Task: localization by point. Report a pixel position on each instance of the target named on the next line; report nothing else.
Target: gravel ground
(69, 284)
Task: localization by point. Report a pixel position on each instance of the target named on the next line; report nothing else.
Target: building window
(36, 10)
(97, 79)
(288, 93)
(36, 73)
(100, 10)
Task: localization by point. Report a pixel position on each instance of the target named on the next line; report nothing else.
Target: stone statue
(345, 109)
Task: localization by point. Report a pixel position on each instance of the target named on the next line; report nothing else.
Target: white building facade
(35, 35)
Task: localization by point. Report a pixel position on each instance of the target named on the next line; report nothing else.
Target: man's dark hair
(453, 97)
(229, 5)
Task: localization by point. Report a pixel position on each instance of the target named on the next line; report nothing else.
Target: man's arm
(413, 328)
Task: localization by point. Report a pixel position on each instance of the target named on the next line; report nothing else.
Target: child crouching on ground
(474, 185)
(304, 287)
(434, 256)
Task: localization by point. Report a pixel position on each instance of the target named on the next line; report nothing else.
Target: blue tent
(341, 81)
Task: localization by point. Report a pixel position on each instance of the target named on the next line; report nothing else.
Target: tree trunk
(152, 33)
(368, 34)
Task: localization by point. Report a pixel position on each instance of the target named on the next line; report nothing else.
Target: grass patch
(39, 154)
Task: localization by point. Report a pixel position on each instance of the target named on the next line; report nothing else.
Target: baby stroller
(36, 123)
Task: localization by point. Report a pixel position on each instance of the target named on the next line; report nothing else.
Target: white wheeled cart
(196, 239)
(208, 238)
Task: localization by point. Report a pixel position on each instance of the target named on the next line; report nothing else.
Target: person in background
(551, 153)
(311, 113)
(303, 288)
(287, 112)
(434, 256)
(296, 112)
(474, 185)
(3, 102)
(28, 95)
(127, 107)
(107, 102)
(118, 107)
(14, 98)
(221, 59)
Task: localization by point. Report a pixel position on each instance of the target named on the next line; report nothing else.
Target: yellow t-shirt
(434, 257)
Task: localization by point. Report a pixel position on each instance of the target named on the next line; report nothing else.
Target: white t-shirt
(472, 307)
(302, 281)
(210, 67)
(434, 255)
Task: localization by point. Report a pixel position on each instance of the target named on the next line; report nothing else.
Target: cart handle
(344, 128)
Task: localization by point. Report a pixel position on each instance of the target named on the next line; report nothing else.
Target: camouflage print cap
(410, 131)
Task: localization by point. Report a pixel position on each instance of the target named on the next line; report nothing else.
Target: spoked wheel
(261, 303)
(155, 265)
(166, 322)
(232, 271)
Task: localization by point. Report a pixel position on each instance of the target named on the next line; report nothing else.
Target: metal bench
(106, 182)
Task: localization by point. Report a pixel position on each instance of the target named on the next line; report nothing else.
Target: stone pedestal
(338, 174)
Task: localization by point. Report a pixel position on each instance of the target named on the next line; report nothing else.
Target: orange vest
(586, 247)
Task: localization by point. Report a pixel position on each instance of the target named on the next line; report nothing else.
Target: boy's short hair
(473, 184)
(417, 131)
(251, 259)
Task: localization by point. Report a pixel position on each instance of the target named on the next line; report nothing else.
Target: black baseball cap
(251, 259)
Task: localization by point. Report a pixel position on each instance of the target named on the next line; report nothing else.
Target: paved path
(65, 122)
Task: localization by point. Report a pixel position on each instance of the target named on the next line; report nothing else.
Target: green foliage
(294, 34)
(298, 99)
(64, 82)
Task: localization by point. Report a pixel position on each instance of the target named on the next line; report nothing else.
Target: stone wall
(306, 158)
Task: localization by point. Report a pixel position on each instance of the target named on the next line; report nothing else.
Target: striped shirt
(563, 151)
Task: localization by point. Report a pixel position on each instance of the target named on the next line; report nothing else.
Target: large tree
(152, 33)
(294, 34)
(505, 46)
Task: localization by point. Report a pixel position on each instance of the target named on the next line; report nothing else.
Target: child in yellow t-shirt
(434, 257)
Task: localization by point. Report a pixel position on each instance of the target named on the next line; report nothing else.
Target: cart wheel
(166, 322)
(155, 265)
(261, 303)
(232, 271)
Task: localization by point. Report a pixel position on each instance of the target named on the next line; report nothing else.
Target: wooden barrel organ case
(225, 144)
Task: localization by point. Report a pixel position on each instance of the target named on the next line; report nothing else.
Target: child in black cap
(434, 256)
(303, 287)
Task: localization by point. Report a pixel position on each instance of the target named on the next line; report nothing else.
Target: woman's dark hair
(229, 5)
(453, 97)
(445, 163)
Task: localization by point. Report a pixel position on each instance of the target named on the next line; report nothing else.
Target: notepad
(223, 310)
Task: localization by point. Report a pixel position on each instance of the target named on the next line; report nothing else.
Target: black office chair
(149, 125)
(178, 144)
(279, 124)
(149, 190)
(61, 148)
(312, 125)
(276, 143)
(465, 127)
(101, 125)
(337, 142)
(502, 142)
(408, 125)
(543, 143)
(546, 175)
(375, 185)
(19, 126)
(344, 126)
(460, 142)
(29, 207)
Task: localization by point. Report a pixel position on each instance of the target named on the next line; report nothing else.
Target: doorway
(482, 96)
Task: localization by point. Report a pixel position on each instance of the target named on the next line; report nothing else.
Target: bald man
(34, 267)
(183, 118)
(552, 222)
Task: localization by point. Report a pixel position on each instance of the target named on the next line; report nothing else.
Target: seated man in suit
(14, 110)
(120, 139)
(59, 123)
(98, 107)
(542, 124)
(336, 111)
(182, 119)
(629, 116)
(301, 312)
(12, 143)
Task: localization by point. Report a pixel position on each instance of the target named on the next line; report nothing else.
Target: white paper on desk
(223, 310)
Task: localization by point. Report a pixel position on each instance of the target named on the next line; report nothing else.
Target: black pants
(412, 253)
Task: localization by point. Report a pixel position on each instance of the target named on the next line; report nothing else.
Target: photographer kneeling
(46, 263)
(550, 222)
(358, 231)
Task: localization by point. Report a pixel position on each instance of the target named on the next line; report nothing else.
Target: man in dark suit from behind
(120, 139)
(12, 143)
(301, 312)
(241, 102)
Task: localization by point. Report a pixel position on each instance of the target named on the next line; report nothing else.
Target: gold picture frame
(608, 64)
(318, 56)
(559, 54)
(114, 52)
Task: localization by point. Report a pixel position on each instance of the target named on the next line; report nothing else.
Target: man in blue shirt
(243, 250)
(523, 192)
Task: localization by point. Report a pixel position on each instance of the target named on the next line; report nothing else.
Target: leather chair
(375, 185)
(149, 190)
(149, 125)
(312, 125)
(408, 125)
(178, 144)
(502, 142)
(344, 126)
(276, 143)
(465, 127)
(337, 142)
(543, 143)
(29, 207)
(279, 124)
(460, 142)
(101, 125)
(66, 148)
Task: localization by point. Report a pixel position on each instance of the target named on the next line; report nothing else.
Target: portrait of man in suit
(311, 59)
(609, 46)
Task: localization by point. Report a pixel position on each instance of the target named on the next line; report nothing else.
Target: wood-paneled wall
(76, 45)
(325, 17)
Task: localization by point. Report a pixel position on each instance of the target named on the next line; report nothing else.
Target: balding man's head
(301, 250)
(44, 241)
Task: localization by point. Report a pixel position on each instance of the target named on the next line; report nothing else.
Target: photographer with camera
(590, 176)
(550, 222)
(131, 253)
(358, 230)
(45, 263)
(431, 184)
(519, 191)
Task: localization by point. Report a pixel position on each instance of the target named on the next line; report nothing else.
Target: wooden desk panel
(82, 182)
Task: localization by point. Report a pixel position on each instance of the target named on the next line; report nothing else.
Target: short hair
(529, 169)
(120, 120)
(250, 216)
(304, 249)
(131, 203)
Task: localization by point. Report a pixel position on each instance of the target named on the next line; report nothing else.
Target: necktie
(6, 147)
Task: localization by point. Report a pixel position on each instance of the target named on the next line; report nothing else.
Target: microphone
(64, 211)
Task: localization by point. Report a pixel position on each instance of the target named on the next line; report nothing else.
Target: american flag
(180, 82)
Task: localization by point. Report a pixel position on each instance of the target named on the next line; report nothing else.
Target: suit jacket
+--
Task brief | The answer should consist only of the lines from the one containing "Target: balding man's head" through the last line of the data, given again exactly.

Expected answer |
Target: balding man's head
(301, 250)
(44, 241)
Task: localization by point. Report a pixel position on each instance of the target named on the next line; report nothing else.
Target: photographer with camera
(590, 176)
(550, 222)
(131, 253)
(358, 230)
(45, 263)
(431, 184)
(519, 191)
Task: localization by point. Report a pixel position on each instance of the target named on the next line; report nothing else.
Target: wooden desk panel
(82, 182)
Task: localization by point. Report a pixel position on each instance of the target named on the next line; report nothing else.
Target: short hair
(529, 169)
(120, 120)
(250, 216)
(304, 249)
(131, 203)
Task: localization by point. Report a pixel position on each instance of the target named on the next line; report nothing else.
Target: necktie
(6, 147)
Task: localization by point. Report a pixel position on each instance of the target named on the next line; report nothing else.
Target: microphone
(64, 211)
Task: localization by point. Report a pixel position on each instance of the target named on the next line; report nothing else.
Target: american flag
(180, 82)
Task: localization by point. Report a pixel position on each instance of the target named on the next line; report nothing else.
Target: suit jacket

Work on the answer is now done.